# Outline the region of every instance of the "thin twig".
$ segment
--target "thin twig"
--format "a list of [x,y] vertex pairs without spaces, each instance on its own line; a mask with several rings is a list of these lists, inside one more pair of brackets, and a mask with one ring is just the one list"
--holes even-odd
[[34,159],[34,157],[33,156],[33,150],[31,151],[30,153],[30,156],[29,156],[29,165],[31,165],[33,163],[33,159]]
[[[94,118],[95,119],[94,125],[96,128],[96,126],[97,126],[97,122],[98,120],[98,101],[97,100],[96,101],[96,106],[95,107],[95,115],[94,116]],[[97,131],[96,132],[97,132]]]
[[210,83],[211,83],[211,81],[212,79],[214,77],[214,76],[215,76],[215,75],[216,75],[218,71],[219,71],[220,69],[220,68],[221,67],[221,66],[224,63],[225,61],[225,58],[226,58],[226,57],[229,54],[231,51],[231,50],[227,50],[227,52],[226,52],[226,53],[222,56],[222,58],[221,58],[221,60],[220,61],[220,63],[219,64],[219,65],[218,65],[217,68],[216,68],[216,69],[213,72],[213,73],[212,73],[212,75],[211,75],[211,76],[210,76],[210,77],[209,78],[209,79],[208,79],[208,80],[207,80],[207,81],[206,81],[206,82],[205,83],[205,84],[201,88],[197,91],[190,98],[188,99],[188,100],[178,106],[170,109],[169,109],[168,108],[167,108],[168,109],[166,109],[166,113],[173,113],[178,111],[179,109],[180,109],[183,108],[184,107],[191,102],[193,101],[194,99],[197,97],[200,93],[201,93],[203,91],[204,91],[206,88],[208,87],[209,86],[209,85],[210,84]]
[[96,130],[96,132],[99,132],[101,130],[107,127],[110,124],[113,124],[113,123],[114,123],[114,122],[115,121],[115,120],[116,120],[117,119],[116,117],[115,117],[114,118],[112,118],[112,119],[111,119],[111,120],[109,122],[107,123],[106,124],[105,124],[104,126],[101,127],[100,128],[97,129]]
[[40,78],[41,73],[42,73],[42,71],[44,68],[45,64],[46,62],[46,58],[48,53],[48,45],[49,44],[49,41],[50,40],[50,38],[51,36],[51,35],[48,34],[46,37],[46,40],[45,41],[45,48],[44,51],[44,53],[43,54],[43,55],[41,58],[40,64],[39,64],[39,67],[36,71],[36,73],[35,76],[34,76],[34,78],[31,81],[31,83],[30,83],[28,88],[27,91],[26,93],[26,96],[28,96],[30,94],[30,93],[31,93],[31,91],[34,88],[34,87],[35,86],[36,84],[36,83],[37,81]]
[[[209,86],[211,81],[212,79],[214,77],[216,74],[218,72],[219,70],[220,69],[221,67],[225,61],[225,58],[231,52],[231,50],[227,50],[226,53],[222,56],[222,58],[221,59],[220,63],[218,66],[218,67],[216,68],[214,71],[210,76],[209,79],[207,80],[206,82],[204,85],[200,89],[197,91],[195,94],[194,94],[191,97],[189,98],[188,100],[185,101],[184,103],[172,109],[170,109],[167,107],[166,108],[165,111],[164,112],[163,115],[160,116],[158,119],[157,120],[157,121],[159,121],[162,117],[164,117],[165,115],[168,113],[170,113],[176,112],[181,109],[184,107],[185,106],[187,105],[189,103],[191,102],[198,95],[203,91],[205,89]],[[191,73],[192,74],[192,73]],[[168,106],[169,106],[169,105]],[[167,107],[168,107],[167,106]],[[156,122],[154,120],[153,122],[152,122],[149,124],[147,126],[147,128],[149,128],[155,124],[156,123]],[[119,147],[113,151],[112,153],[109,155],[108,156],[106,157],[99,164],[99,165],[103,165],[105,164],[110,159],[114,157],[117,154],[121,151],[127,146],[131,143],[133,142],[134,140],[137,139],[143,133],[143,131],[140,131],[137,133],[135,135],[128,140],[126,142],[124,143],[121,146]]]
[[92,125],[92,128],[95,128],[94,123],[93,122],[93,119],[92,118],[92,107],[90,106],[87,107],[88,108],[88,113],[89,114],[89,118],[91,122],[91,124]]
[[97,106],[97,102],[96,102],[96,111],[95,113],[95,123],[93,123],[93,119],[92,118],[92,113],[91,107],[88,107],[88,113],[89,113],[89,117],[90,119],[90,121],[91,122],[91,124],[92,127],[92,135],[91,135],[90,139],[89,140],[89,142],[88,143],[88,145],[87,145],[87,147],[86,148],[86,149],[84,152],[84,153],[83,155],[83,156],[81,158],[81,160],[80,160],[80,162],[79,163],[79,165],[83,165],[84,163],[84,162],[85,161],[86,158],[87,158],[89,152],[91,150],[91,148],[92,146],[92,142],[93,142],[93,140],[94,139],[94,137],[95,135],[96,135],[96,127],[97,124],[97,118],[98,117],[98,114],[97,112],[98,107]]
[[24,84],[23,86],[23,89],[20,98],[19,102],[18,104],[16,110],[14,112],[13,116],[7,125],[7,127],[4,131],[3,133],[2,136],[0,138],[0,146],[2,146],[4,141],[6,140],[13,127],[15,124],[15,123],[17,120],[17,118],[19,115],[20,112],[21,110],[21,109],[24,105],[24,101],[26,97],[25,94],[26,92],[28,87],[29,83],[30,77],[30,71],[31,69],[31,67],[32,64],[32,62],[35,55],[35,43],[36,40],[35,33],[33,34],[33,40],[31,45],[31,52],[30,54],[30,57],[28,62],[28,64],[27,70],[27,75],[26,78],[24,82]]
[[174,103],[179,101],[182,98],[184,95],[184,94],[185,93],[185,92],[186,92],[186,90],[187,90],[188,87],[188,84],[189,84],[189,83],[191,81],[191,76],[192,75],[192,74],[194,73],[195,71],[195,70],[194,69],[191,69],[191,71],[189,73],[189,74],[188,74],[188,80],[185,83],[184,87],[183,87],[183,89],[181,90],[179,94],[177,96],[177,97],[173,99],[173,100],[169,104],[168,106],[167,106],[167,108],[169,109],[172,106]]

TASK DIRECTIONS: Restate all of the entries above precisely.

TASK RESPONSE:
# Outline the region of every instance of the "thin twig".
$ segment
--target "thin twig"
--format "a list of [x,y] vertex pairs without spaces, each instance on its own line; a mask with several rings is a list of these lists, inside one more pair of brackets, and a mask with one ring is just the one list"
--holes even-odd
[[34,159],[34,157],[33,156],[33,150],[31,151],[30,153],[30,156],[29,156],[29,165],[31,165],[33,163],[33,159]]
[[[94,118],[95,119],[94,125],[96,128],[96,126],[97,126],[97,122],[98,120],[98,101],[97,100],[96,101],[96,106],[95,107],[95,115],[94,116]],[[97,131],[96,132],[97,132]]]
[[210,83],[211,83],[211,81],[212,79],[214,77],[214,76],[215,76],[215,75],[216,75],[218,71],[219,71],[220,69],[220,68],[221,67],[221,66],[224,63],[225,61],[225,58],[226,58],[226,57],[229,54],[231,51],[231,50],[227,50],[227,52],[226,52],[226,53],[222,56],[222,58],[221,58],[221,60],[220,61],[220,63],[219,64],[219,65],[218,65],[217,68],[216,68],[216,69],[213,72],[213,73],[212,73],[212,75],[211,75],[211,76],[210,76],[210,77],[209,78],[209,79],[208,79],[208,80],[207,80],[207,81],[206,81],[206,82],[205,83],[205,84],[201,88],[197,91],[190,98],[188,99],[188,100],[178,106],[170,109],[169,109],[168,108],[167,108],[168,109],[166,109],[166,113],[173,113],[178,111],[179,109],[180,109],[183,108],[184,107],[191,102],[193,101],[194,99],[197,97],[200,93],[201,93],[203,91],[204,91],[206,88],[208,87],[209,86],[209,85],[210,84]]
[[96,130],[96,132],[99,132],[101,130],[107,127],[110,124],[113,124],[113,123],[114,123],[114,122],[115,121],[115,120],[116,120],[117,119],[116,117],[115,117],[114,118],[112,118],[112,119],[111,119],[111,120],[109,122],[107,123],[106,124],[105,124],[104,126],[101,127],[100,128],[97,129]]
[[40,78],[41,73],[42,73],[42,71],[44,68],[45,64],[46,62],[46,58],[48,53],[48,45],[49,44],[49,41],[50,40],[50,38],[51,36],[51,35],[48,34],[46,37],[46,40],[45,41],[45,48],[44,51],[44,53],[43,54],[43,55],[41,58],[40,64],[39,64],[39,67],[36,71],[36,73],[35,76],[34,76],[34,78],[31,81],[31,83],[30,83],[28,88],[27,91],[26,93],[26,96],[28,96],[30,94],[30,93],[31,93],[31,91],[34,88],[34,87],[35,86],[36,84],[36,83],[37,81]]
[[[209,86],[211,81],[212,79],[214,77],[216,74],[218,72],[219,70],[220,69],[221,67],[225,61],[225,58],[231,52],[231,50],[227,50],[226,53],[222,56],[222,58],[221,59],[220,63],[218,66],[218,67],[216,68],[214,71],[210,76],[209,79],[207,80],[206,82],[204,85],[200,89],[197,91],[195,94],[194,94],[191,97],[189,98],[188,100],[185,101],[184,103],[172,109],[170,109],[167,107],[166,108],[165,111],[164,112],[163,115],[160,116],[158,119],[157,120],[157,121],[159,121],[162,117],[164,117],[165,115],[168,113],[170,113],[176,112],[181,109],[184,107],[185,106],[187,105],[189,103],[191,102],[198,95],[203,91],[205,89]],[[191,73],[192,74],[192,73]],[[168,106],[169,106],[169,105]],[[167,107],[168,107],[167,106]],[[156,122],[154,120],[153,122],[152,122],[149,124],[147,126],[147,128],[149,128],[155,124],[156,123]],[[119,147],[113,151],[112,153],[109,155],[108,156],[106,157],[99,164],[99,165],[103,165],[105,164],[110,159],[114,157],[117,154],[121,151],[127,146],[131,143],[133,142],[134,140],[137,139],[143,133],[143,131],[140,131],[137,133],[135,135],[128,140],[126,142],[124,143],[121,146]]]
[[92,125],[92,128],[95,128],[94,123],[93,122],[93,119],[92,118],[92,107],[90,106],[87,107],[88,108],[88,113],[89,114],[89,118],[91,122],[91,124]]
[[97,106],[97,102],[96,102],[96,111],[95,113],[95,123],[93,123],[93,119],[92,118],[92,113],[91,107],[88,107],[88,113],[89,113],[89,117],[90,119],[90,121],[91,122],[91,124],[92,127],[92,135],[91,135],[90,139],[89,140],[89,142],[88,143],[88,145],[87,145],[87,147],[86,148],[86,149],[84,152],[84,153],[83,155],[83,156],[81,158],[81,160],[80,160],[80,162],[79,163],[79,165],[83,165],[84,163],[84,162],[85,161],[86,158],[87,158],[89,152],[91,150],[91,148],[92,146],[92,142],[93,142],[93,140],[94,139],[94,137],[95,135],[96,135],[96,127],[97,124],[97,118],[98,117],[98,114],[97,112],[98,107]]
[[24,84],[23,86],[23,89],[20,98],[19,102],[18,104],[16,110],[14,112],[13,116],[7,125],[7,127],[4,131],[3,133],[2,136],[0,138],[0,146],[2,146],[4,141],[6,140],[13,127],[15,124],[15,123],[17,120],[17,118],[19,115],[20,112],[21,110],[21,109],[24,105],[24,101],[26,97],[25,94],[26,92],[28,87],[29,83],[30,77],[30,71],[31,69],[31,67],[32,64],[32,62],[35,55],[35,43],[36,40],[35,33],[33,34],[33,40],[31,45],[31,52],[30,54],[30,57],[28,62],[28,64],[27,70],[27,75],[26,78],[24,82]]
[[174,103],[179,101],[182,98],[184,95],[184,94],[185,93],[185,92],[186,92],[186,90],[187,90],[188,87],[188,84],[189,84],[189,83],[191,81],[191,76],[192,75],[192,74],[194,73],[195,71],[195,70],[194,69],[191,69],[191,71],[189,73],[189,74],[188,74],[188,80],[185,83],[184,87],[183,87],[183,89],[181,90],[179,94],[177,96],[177,97],[173,99],[173,100],[169,104],[168,106],[167,106],[167,108],[169,109],[172,106]]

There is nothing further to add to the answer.